— Start of Dataset excerpts —

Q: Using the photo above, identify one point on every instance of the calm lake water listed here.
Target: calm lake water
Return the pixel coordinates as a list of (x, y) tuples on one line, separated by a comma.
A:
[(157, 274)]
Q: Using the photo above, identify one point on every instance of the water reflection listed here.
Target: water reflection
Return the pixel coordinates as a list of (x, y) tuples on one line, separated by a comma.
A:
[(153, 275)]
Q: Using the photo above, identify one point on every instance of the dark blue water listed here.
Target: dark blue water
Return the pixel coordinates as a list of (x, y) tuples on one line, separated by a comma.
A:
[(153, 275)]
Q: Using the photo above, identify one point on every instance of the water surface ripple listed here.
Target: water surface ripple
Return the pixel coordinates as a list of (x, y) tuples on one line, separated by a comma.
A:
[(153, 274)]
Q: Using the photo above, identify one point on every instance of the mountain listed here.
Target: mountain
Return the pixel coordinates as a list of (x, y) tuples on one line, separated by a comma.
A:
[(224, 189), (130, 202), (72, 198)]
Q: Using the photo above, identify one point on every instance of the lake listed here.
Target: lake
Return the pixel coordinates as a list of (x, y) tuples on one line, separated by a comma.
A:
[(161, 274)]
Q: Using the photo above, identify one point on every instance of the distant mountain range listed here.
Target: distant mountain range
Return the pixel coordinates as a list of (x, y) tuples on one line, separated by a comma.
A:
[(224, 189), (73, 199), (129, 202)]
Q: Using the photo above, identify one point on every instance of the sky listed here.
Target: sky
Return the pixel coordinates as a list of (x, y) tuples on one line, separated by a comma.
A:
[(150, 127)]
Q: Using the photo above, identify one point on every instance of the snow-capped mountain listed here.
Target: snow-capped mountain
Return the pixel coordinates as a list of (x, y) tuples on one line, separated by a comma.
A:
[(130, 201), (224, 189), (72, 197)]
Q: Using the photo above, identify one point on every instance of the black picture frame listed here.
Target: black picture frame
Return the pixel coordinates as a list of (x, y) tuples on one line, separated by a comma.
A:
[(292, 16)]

— End of Dataset excerpts —

__Short task__
Nothing outside the span should appear: transcribe the lines from the one containing "sky listed here." through the last line of the records.

__Finished exercise__
Q: Using the photo above, identify one point on every instance of the sky listed here.
Target: sky
Return the pixel coordinates as a list of (x, y) tuples on one line, separated by a comma.
A:
[(150, 127)]
Q: Using the photo above, identify one point on every instance of the snow-capped mountain listed here.
Target: snow-capped mountain
Return the pixel coordinates as a list of (x, y) tuples on one line, separated by a comma.
A:
[(130, 201), (224, 189), (72, 197)]
Q: Using the photo above, identify one point on every instance of the black picture frame listed here.
Target: black picture frame
Return the pixel coordinates as a list of (x, y) tuples on one line, separated by a comma.
A:
[(292, 16)]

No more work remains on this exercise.